Start Text block
This specification defines three patterns of content negotiation that can be made visible within the protocol: "proactive" negotiation, where the server selects the representation based upon the user agent's stated preferences; "reactive" negotiation, where the server provides a list of representations for the user agent to choose from; and "request content" negotiation, where the user agent selects the representation for a future request based upon the server's stated preferences in past responses.

Other patterns of content negotiation include "conditional content", where the representation consists of multiple parts that are selectively rendered based on user agent parameters, "active content", where the representation contains a script that makes additional (more specific) requests based on the user agent characteristics, and "Transparent Content Negotiation" ([RFC2295]), where content selection is performed by an intermediary. These patterns are not mutually exclusive, and each has trade-offs in applicability and practicality.

Note that, in all cases, HTTP is not aware of the resource semantics. The consistency with which an origin server responds to requests, over time and over the varying dimensions of content negotiation, and thus the "sameness" of a resource's observed representations over time, is determined entirely by whatever entity or algorithm selects or generates those responses.
End Text block
Start Stored data
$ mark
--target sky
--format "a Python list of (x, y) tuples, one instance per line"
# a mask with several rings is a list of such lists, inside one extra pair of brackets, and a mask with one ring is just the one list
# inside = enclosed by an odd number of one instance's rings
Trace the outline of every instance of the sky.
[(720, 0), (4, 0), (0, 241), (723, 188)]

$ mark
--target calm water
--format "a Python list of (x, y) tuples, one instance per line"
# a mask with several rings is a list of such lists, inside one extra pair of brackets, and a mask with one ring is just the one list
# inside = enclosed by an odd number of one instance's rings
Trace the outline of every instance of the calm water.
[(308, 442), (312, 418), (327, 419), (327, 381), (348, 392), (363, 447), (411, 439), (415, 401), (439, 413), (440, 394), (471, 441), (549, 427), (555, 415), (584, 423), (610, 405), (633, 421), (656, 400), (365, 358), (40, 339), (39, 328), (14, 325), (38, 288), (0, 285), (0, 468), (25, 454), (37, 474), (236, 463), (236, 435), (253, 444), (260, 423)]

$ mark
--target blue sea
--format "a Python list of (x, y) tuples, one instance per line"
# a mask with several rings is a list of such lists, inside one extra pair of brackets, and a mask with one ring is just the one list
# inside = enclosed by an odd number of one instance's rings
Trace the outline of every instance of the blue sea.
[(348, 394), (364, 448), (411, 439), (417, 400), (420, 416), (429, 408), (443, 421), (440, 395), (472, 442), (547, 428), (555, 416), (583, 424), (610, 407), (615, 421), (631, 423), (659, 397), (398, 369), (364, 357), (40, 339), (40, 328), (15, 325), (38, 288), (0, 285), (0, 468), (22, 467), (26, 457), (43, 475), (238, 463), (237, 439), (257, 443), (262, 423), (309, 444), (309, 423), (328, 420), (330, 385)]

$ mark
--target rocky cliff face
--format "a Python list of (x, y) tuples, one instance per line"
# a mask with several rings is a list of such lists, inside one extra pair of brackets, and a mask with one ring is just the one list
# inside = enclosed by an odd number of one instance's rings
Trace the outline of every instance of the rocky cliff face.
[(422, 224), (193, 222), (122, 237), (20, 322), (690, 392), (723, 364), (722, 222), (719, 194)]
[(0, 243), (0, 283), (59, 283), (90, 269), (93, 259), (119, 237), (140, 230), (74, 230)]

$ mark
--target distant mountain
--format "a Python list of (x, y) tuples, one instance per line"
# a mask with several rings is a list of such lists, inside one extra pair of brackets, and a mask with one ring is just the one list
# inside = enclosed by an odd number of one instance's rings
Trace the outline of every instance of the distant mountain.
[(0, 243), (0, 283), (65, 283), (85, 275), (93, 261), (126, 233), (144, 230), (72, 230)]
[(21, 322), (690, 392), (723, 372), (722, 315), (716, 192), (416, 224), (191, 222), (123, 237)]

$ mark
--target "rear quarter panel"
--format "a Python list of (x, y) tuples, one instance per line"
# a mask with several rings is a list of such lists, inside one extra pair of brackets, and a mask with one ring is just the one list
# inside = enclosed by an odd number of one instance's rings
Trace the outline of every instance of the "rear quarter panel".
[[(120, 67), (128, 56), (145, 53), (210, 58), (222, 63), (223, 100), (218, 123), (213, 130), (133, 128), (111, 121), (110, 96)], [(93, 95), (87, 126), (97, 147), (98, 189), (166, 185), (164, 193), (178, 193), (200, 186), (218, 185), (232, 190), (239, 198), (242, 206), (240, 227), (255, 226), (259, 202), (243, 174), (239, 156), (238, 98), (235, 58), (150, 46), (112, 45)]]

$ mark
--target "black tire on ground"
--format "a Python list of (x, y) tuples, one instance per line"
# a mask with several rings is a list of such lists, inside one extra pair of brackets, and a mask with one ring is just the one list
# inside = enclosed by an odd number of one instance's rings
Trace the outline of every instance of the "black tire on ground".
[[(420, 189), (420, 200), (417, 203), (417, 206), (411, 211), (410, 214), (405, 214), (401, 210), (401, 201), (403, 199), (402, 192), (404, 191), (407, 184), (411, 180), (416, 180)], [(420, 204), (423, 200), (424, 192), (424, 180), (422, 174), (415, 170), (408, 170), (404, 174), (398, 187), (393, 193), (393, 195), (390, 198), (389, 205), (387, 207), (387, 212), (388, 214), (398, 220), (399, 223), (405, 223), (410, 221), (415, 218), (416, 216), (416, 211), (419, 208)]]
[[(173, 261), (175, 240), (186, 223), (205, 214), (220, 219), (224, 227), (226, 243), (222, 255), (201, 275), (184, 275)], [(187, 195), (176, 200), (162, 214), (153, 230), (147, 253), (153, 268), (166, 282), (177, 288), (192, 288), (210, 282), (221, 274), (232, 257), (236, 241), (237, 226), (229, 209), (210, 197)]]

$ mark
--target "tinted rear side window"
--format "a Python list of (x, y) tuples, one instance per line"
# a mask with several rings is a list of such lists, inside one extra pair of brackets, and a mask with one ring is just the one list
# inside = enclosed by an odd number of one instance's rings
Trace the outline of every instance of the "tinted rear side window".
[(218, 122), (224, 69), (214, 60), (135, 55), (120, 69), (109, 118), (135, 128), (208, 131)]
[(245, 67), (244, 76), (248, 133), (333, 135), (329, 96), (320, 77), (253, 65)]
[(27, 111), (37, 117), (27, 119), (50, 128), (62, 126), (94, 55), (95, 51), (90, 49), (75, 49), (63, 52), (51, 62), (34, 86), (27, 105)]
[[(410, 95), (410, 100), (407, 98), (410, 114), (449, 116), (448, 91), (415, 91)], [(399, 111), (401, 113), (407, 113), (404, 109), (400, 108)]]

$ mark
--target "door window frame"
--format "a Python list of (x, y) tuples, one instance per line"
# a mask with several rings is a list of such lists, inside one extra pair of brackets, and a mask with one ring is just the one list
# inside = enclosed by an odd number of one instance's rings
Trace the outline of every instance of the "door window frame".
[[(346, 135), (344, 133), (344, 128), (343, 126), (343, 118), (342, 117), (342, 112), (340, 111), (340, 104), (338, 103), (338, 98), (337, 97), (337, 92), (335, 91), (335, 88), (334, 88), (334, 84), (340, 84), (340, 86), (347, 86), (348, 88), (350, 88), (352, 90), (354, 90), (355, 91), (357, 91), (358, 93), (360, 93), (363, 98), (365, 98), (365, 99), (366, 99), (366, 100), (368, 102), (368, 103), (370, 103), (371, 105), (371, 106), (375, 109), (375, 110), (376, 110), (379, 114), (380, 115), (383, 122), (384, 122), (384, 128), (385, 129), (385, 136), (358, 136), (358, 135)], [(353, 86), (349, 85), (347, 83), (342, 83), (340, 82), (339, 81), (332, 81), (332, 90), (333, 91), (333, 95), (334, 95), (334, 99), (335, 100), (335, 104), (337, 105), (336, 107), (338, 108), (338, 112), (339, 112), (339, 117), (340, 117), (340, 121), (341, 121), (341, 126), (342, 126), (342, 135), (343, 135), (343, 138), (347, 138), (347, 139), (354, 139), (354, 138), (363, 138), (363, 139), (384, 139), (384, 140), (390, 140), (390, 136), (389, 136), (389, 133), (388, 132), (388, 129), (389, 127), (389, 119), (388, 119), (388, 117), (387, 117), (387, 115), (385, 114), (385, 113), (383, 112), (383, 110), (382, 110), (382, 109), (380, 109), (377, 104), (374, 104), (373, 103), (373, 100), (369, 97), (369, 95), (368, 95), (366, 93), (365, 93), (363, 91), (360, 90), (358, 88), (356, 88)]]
End Stored data
Parts of the exercise:
[1] List every pattern of content negotiation named in the content negotiation text.
[2] In the content negotiation text, what performs content selection under Transparent Content Negotiation?
[3] Alter the content negotiation text from "Other patterns of" up to and including "applicability and practicality.", replacing "user agent" with "client" wherever it occurs.

Task-by-task results:
[1]
proactive negotiation
reactive negotiation
request content negotiation
conditional content
active content
Transparent Content Negotiation

[2] An intermediary.

[3]
Other patterns of content negotiation include "conditional content", where the representation consists of multiple parts that are selectively rendered based on client parameters, "active content", where the representation contains a script that makes additional (more specific) requests based on the client characteristics, and "Transparent Content Negotiation" ([RFC2295]), where content selection is performed by an intermediary. These patterns are not mutually exclusive, and each has trade-offs in applicability and practicality.